**AIM OF THE EXERCISE**
Please write out the lines from the one containing "object | person's hand" through the end of the records, both ends included.

(Dataset records on object locations)
-- start --

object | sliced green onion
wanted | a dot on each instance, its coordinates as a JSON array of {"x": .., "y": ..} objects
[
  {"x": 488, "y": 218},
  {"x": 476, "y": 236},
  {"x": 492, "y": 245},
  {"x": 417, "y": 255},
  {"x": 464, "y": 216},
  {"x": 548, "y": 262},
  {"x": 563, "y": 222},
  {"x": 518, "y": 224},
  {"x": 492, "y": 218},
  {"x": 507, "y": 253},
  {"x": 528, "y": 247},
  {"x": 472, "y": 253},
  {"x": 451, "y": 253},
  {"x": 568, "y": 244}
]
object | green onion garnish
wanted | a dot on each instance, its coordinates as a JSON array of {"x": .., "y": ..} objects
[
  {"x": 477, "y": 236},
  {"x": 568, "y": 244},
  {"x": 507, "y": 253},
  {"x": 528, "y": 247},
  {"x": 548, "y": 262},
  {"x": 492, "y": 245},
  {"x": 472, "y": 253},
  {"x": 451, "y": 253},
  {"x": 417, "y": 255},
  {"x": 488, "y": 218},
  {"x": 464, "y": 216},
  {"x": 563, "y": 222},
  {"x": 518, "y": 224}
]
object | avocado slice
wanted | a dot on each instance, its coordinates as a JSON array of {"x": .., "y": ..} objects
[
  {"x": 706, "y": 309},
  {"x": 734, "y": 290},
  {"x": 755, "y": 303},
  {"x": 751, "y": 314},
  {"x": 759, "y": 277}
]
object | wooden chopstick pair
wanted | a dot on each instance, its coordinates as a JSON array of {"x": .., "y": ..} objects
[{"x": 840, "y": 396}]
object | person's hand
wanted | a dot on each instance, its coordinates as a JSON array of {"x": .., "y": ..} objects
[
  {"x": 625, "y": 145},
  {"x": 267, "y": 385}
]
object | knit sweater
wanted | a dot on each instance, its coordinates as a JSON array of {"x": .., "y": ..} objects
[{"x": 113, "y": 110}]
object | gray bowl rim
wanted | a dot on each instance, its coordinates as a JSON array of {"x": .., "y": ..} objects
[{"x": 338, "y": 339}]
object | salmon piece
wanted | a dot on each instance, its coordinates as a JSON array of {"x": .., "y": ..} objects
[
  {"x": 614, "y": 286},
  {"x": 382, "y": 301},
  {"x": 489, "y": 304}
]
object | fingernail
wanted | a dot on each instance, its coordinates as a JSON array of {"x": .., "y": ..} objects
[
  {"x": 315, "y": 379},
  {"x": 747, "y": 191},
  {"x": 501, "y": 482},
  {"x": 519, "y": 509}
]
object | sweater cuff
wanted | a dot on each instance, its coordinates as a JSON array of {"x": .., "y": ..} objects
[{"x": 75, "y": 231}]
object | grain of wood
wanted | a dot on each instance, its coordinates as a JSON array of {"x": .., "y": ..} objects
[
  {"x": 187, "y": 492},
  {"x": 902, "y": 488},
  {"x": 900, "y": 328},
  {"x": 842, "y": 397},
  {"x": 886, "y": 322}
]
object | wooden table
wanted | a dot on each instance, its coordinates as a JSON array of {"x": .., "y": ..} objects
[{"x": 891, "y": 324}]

-- end --

**ANSWER FOR THE TASK**
object | person's hand
wanted | a dot on each instance, its coordinates as a JSON array of {"x": .., "y": ..} objects
[
  {"x": 625, "y": 145},
  {"x": 267, "y": 385}
]
object | knit sweater
wanted | a dot on each instance, its coordinates as a JSON array of {"x": .., "y": ..} objects
[{"x": 113, "y": 110}]
object | gray bowl rim
wanted | a dot on each instance, its coordinates as a JSON array of {"x": .., "y": ..} objects
[{"x": 338, "y": 339}]
object | salmon piece
wanted | a dot on each instance, its coordinates as a JSON array of {"x": .., "y": ..} objects
[
  {"x": 614, "y": 286},
  {"x": 382, "y": 301},
  {"x": 489, "y": 304}
]
object | fingernail
wanted | a dot on each instance, its coordinates as a JSON array of {"x": .., "y": ..} objects
[
  {"x": 315, "y": 379},
  {"x": 747, "y": 191},
  {"x": 501, "y": 482},
  {"x": 519, "y": 509}
]
object | sweater cuff
wanted | a dot on each instance, its coordinates as a JSON array of {"x": .., "y": ..} objects
[{"x": 75, "y": 231}]
object | grain of wood
wanted | a dot on each instance, its coordinates as a JSON array of {"x": .., "y": ..} objects
[
  {"x": 187, "y": 492},
  {"x": 902, "y": 488},
  {"x": 900, "y": 328},
  {"x": 842, "y": 397},
  {"x": 886, "y": 322}
]
object | wooden table
wanted | a dot on each instance, its coordinates as a JSON array of {"x": .., "y": ..} objects
[{"x": 891, "y": 324}]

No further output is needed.